WHAT YOU NEED TO DO — Would you repeat every line of the data exactly?

DATA EXTRACT —
· · · · ·

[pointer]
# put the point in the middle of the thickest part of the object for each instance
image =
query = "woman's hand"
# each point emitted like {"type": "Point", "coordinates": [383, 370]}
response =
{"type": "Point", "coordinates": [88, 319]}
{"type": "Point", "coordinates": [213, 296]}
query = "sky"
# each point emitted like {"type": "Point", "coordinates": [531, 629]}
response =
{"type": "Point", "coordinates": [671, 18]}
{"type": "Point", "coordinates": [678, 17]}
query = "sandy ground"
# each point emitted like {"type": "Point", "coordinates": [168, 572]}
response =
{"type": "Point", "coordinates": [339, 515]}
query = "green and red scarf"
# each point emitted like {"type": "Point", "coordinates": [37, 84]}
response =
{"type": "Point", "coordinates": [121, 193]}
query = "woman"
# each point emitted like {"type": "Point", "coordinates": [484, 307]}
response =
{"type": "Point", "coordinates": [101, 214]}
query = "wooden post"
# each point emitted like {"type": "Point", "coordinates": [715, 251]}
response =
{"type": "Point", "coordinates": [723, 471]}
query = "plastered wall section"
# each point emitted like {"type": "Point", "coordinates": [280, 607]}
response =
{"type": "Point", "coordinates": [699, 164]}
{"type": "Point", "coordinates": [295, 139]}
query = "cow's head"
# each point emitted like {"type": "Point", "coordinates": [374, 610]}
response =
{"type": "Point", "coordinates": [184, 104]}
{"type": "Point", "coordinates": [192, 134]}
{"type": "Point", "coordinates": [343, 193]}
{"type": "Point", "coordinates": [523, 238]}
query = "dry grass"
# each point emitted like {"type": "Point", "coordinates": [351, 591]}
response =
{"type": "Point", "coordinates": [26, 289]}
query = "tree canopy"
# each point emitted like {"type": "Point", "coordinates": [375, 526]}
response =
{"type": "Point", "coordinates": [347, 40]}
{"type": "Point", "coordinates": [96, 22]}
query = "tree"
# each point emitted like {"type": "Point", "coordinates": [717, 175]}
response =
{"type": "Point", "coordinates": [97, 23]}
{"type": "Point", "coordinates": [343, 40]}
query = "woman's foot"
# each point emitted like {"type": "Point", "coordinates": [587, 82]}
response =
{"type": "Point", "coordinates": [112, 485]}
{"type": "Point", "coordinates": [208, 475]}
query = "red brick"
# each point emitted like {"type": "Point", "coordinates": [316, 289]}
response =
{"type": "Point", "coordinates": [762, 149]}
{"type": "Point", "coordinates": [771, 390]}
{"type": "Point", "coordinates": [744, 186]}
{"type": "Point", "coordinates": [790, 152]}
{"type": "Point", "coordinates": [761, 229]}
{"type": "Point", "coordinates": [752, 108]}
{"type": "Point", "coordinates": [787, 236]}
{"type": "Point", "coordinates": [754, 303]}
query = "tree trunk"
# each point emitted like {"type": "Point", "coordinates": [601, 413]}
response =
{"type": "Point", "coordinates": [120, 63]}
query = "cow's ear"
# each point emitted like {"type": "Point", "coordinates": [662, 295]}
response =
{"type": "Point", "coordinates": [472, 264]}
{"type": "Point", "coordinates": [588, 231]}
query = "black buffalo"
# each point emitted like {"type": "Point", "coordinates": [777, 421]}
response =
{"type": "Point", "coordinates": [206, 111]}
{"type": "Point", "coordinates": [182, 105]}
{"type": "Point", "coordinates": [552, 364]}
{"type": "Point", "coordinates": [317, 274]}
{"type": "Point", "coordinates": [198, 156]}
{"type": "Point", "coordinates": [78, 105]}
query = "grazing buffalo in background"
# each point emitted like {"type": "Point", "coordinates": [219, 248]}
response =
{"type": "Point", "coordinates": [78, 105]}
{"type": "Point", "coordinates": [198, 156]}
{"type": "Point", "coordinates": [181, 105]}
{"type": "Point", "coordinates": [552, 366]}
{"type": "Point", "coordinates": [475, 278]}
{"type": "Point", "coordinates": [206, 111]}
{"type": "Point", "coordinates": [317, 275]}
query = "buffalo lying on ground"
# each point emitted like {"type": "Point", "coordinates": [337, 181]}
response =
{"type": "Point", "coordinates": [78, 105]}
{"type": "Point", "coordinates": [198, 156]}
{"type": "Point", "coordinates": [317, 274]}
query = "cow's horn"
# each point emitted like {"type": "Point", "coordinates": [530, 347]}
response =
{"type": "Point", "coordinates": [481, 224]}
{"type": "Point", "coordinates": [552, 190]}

· · · · ·

RESULT OF THIS TASK —
[pointer]
# put the point in the middle of the thickest part of the object for each instance
image =
query = "woman's hand"
# each point emitted like {"type": "Point", "coordinates": [383, 370]}
response =
{"type": "Point", "coordinates": [88, 319]}
{"type": "Point", "coordinates": [213, 296]}
query = "sky"
# each point emitted like {"type": "Point", "coordinates": [531, 629]}
response =
{"type": "Point", "coordinates": [671, 18]}
{"type": "Point", "coordinates": [678, 17]}
query = "sandy ground"
# each point emitted like {"type": "Point", "coordinates": [168, 572]}
response =
{"type": "Point", "coordinates": [339, 515]}
query = "green and red scarf"
# each point emitted like {"type": "Point", "coordinates": [37, 84]}
response =
{"type": "Point", "coordinates": [121, 193]}
query = "woman"
# each point emitted like {"type": "Point", "coordinates": [484, 307]}
response =
{"type": "Point", "coordinates": [101, 214]}
query = "wooden post"
# each point emitted like {"type": "Point", "coordinates": [715, 251]}
response =
{"type": "Point", "coordinates": [723, 471]}
query = "plastered wall section"
# each point emitted like {"type": "Point", "coordinates": [280, 607]}
response =
{"type": "Point", "coordinates": [699, 164]}
{"type": "Point", "coordinates": [295, 139]}
query = "cow's head"
# each point emitted like {"type": "Point", "coordinates": [374, 610]}
response =
{"type": "Point", "coordinates": [184, 104]}
{"type": "Point", "coordinates": [192, 134]}
{"type": "Point", "coordinates": [343, 193]}
{"type": "Point", "coordinates": [523, 238]}
query = "dry grass"
# each point emitted like {"type": "Point", "coordinates": [351, 591]}
response =
{"type": "Point", "coordinates": [26, 289]}
query = "tree canopy"
# each point emitted like {"type": "Point", "coordinates": [375, 526]}
response =
{"type": "Point", "coordinates": [347, 40]}
{"type": "Point", "coordinates": [96, 22]}
query = "tree"
# each point emitted like {"type": "Point", "coordinates": [717, 175]}
response =
{"type": "Point", "coordinates": [97, 23]}
{"type": "Point", "coordinates": [343, 40]}
query = "woman's foot"
# each point emitted like {"type": "Point", "coordinates": [587, 82]}
response =
{"type": "Point", "coordinates": [112, 485]}
{"type": "Point", "coordinates": [208, 475]}
query = "red brick"
# each point emitted like {"type": "Point", "coordinates": [316, 289]}
response =
{"type": "Point", "coordinates": [762, 149]}
{"type": "Point", "coordinates": [771, 390]}
{"type": "Point", "coordinates": [744, 186]}
{"type": "Point", "coordinates": [790, 152]}
{"type": "Point", "coordinates": [761, 229]}
{"type": "Point", "coordinates": [752, 108]}
{"type": "Point", "coordinates": [787, 236]}
{"type": "Point", "coordinates": [754, 303]}
query = "tree trunk"
# each point emitted like {"type": "Point", "coordinates": [601, 413]}
response =
{"type": "Point", "coordinates": [120, 63]}
query = "cow's ear"
# each point emitted like {"type": "Point", "coordinates": [662, 295]}
response =
{"type": "Point", "coordinates": [472, 264]}
{"type": "Point", "coordinates": [588, 231]}
query = "black buffalo"
# each point emitted like {"type": "Point", "coordinates": [777, 421]}
response =
{"type": "Point", "coordinates": [206, 111]}
{"type": "Point", "coordinates": [182, 105]}
{"type": "Point", "coordinates": [552, 364]}
{"type": "Point", "coordinates": [317, 274]}
{"type": "Point", "coordinates": [198, 156]}
{"type": "Point", "coordinates": [78, 105]}
query = "grazing buffalo in background"
# each point emitted like {"type": "Point", "coordinates": [219, 248]}
response =
{"type": "Point", "coordinates": [78, 105]}
{"type": "Point", "coordinates": [198, 156]}
{"type": "Point", "coordinates": [181, 105]}
{"type": "Point", "coordinates": [552, 366]}
{"type": "Point", "coordinates": [475, 278]}
{"type": "Point", "coordinates": [206, 111]}
{"type": "Point", "coordinates": [317, 275]}
query = "buffalo lying on ground"
# each point emitted like {"type": "Point", "coordinates": [337, 181]}
response =
{"type": "Point", "coordinates": [78, 105]}
{"type": "Point", "coordinates": [198, 156]}
{"type": "Point", "coordinates": [317, 274]}
query = "cow's horn"
# each point emitted like {"type": "Point", "coordinates": [530, 347]}
response =
{"type": "Point", "coordinates": [481, 224]}
{"type": "Point", "coordinates": [552, 190]}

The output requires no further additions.